[begin Text passage]

Mark Clifford Molesley (born 11 March 1981) is an English football manager and former professional player who is manager of Gosport Borough. He played in the Football League for Bournemouth, Aldershot Town, Plymouth Argyle and Exeter City, and the Football Conference for Hayes, Cambridge City, Aldershot Town, Stevenage Borough and Grays Athletic.

Playing career
Molesley started his career with Hayes, coming through their youth system. Spells with Cambridge City, Aldershot Town, Stevenage Borough and Grays Athletic followed before a transfer to Bournemouth.

He made his debut for Bournemouth, away to Shrewsbury Town, in a 4–1 defeat in the League Two on 18 October 2008.

Molesley signed for Exeter City on 18 January 2013. On 30 April 2013, he was released by Exeter due to the expiry of his contract.

Managerial career

Molesley Began his coaching career in 2015 by coaching Bournemouth under 15's.

Whilst playing for Weymouth in 2016, Molesley became a player-coach for the team.

Molesley became the manager of League Two club Southend United on 13 August 2020 on a three-year contract. After seven months, on 9 April 2021 Molesley was sacked by Southend United following a period of poor results and the club in 23rd place in the league.

On 20 September 2021, Molesley returned to Aldershot Town as manager on a deal until the end of the 2022–23 season. Tom Prodomo joined as assistant manager after previously working with Molesley at Weymouth and Southend. Molesley was also joined by Terry Brown who had previously managed both the Shots and Molesley himself.

[end Text passage]
[begin Dataset section]

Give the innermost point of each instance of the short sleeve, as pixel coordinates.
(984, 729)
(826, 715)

[end Dataset section]

## Written instruction A:
Can you quote the Molesley text, starting with "Managerial career" and going on through "and Molesley himself."?
## Written instruction B:
Does the Molesley text agree with each of these statements? Answer yes or no for each, backed by the deciding words of the text quoted exactly. (i) Molesley's debut for Bournemouth was a win away to Shrewsbury Town. (ii) Exeter City released Molesley because his contract had expired. (iii) Southend United sacked Molesley with the club in 23rd place in the league.

## Complete answer A:
Managerial career

Molesley Began his coaching career in 2015 by coaching Bournemouth under 15's.

Whilst playing for Weymouth in 2016, Molesley became a player-coach for the team.

Molesley became the manager of League Two club Southend United on 13 August 2020 on a three-year contract. After seven months, on 9 April 2021 Molesley was sacked by Southend United following a period of poor results and the club in 23rd place in the league.

On 20 September 2021, Molesley returned to Aldershot Town as manager on a deal until the end of the 2022–23 season. Tom Prodomo joined as assistant manager after previously working with Molesley at Weymouth and Southend. Molesley was also joined by Terry Brown who had previously managed both the Shots and Molesley himself.

## Complete answer B:
(i) No: "in a 4–1 defeat in the League Two on 18 October 2008."
(ii) Yes: "he was released by Exeter due to the expiry of his contract."
(iii) Yes: "following a period of poor results and the club in 23rd place in the league."